**** Recorded information ****

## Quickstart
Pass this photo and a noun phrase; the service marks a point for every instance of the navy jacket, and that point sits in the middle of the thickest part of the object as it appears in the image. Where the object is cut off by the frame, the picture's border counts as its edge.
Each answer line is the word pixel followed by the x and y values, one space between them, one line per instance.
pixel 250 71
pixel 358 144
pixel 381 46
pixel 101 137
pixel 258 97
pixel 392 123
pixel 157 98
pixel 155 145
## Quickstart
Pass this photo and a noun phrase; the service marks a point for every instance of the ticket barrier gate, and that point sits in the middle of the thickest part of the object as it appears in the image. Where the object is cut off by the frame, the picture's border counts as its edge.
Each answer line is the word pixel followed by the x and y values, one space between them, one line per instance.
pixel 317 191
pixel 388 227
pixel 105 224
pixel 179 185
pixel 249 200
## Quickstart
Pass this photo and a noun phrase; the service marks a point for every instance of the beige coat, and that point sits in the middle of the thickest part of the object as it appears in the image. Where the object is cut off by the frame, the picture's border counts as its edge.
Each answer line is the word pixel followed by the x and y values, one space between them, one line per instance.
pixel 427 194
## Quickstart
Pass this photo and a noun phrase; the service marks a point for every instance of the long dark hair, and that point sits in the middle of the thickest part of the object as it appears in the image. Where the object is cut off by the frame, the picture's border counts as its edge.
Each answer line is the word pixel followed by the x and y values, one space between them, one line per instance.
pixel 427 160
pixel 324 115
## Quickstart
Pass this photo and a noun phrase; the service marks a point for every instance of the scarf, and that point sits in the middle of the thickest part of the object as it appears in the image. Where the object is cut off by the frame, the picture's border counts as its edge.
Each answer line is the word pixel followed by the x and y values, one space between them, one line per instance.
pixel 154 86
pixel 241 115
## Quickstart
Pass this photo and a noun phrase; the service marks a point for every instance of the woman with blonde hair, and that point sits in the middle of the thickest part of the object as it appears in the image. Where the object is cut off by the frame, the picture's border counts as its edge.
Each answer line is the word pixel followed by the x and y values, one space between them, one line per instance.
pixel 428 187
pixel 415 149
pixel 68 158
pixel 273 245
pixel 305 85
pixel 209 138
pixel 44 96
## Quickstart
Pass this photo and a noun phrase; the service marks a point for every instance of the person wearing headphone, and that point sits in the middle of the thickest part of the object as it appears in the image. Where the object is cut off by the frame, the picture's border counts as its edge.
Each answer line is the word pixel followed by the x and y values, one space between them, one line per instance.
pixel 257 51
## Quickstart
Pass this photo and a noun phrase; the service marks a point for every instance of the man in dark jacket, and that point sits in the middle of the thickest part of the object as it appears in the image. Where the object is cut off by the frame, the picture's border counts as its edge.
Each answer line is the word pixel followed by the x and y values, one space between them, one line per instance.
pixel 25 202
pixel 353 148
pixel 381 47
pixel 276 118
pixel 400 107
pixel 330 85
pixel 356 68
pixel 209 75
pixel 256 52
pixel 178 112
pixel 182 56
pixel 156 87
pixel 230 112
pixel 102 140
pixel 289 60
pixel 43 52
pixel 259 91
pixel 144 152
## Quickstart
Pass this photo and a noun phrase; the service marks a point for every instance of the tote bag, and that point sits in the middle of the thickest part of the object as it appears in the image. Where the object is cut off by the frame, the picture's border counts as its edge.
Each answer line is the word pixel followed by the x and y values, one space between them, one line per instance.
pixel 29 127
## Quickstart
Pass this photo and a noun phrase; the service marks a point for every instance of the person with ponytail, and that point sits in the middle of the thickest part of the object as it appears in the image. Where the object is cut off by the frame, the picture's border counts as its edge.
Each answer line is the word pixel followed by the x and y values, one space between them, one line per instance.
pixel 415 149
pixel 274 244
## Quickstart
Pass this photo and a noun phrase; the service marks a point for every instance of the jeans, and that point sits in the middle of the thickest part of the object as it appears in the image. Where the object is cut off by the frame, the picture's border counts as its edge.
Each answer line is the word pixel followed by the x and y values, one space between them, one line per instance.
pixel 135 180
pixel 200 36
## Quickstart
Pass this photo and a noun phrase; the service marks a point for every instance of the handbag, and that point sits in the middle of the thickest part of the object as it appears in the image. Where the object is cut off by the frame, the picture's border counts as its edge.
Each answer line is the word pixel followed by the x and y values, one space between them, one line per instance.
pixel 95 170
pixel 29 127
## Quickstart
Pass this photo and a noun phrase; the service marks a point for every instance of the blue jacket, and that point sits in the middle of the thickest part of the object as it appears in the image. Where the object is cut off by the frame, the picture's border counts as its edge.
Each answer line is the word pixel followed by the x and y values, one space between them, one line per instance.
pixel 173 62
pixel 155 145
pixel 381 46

****

* [Requirement]: Print out the whole of the material above exactly.

* [Your solution]:
## Quickstart
Pass this photo and a noun phrase; the service marks a point for every instance of the navy jacket, and that point sits in the middle of the thickest part of the object as it appears in the image. Where the object is cut off by the frame, the picture's border counts as its edge.
Each answer line is the word pixel followed by the x and y values, one space between them, one line per instance.
pixel 250 71
pixel 358 144
pixel 381 46
pixel 101 137
pixel 258 97
pixel 392 123
pixel 157 98
pixel 155 145
## Quickstart
Pass this photo and a noun phrase; the service marks a point for every instance of the ticket barrier gate, and that point sits in the middle of the thickest part of the object as it appears in the image. Where the object is cut off by the frame, the picture's border counts as its edge.
Each answer line is the word pixel followed by the x and y values, one space between them, one line per instance.
pixel 317 191
pixel 388 227
pixel 105 224
pixel 179 185
pixel 249 200
## Quickstart
Pass this photo and a noun phrase; the service marks a point for every instance of the beige coat, and that point sits in the middle of the thickest part of the object as it appears in the image. Where the object is cut off by the frame, the picture's border counts as its edge.
Each answer line is the word pixel followed by the x and y values, one space between them, one line per instance.
pixel 427 194
## Quickstart
Pass this photo and a noun phrase; the service marks a point for every instance of the long dark hair, and that point sits in the middle of the thickest part of the object as it appears in the image. Where the object is cut off by the frame, the picture's border counts as its edge.
Each answer line is the word pixel followed by the x and y values, one space between them, one line per instance.
pixel 427 160
pixel 324 115
## Quickstart
Pass this photo and a noun phrase; the service marks a point for every instance of the scarf, and that point sits in the middle of the thickest part of the object as it appears in the image. Where the object is cut off by the frame, the picture's border counts as its edge.
Each answer line is the word pixel followed by the x and y values, one space between them, one line per instance.
pixel 154 86
pixel 241 115
## Quickstart
Pass this photo and a noun phrase; the service marks a point for every instance of the woman with blonde hair, and that point sits in the middle of the thickest part of the object as it appears in the image. Where the object is cut off by the frame, the picture's border counts as its edge.
Each answer line is the word pixel followed by the x and y values, one space between them, one line per instance.
pixel 428 187
pixel 415 149
pixel 68 158
pixel 273 245
pixel 305 85
pixel 209 138
pixel 44 96
## Quickstart
Pass this photo and a noun phrase; the service marks a point for every instance of the person wearing headphone, and that point sits in the middle of the thickest part of the object as it appears in the image. Where the object is cut off by the frame, the picture's border counts as its edge.
Each answer line is the word pixel followed by the x and y values, one space between them, one line per instance.
pixel 257 51
## Quickstart
Pass this photo and a noun phrase; the service marks a point for every instance of the man in dark jacket, and that point sits in the middle of the thickest part of the object as it appears in the image. Where the object is cut off by the frame, the picture's border counts as its edge.
Each answer line is the word pixel followed by the x and y values, one space between them, one line per instance.
pixel 25 202
pixel 353 148
pixel 381 47
pixel 276 118
pixel 400 107
pixel 330 85
pixel 356 68
pixel 209 75
pixel 256 52
pixel 178 112
pixel 182 56
pixel 156 87
pixel 230 112
pixel 102 140
pixel 289 60
pixel 43 52
pixel 259 91
pixel 144 152
## Quickstart
Pass this photo and a noun phrase; the service marks a point for every instance of the tote bag, and that point sits in the middle of the thickest part of the object as it appears in the image. Where the object is cut off by the frame, the picture's border counts as its edge.
Each answer line is the word pixel followed by the x and y values, one space between them, one line per instance.
pixel 29 127
## Quickstart
Pass this photo and a noun phrase; the service marks a point for every instance of the person with ponytail, and that point sits in the middle of the thickest part of the object as it appears in the image. Where the object is cut off by the frame, the picture's border counts as its edge.
Each answer line is the word pixel followed by the x and y values, one space between them, one line per instance.
pixel 415 149
pixel 274 244
## Quickstart
Pass this photo and a noun phrase; the service marks a point for every instance of the jeans, and that point sits in the middle of the thickest part of the object as it appears in the image. Where the object is cut off by the frame, the picture's border counts as its edge.
Each answer line is the word pixel followed by the x and y values, one space between them, one line per instance.
pixel 135 180
pixel 200 36
## Quickstart
Pass this photo and a noun phrase; the service marks a point for every instance of the handbag, and that point sits in the middle of the thickest part of the object as it appears in the image. Where the object is cut off by the frame, the picture's border counts as its edge.
Each answer line is the word pixel followed by the x and y values, one space between them, one line per instance.
pixel 95 170
pixel 29 127
## Quickstart
Pass this photo and a noun phrase; the service marks a point for every instance of the blue jacket, and that point sits in the middle of the thickest part of the object as it appears in the image. Where the object is cut off by the frame, the picture's border counts as its edge.
Each answer line is the word pixel followed by the x and y values, one space between them, one line per instance.
pixel 173 62
pixel 155 145
pixel 381 46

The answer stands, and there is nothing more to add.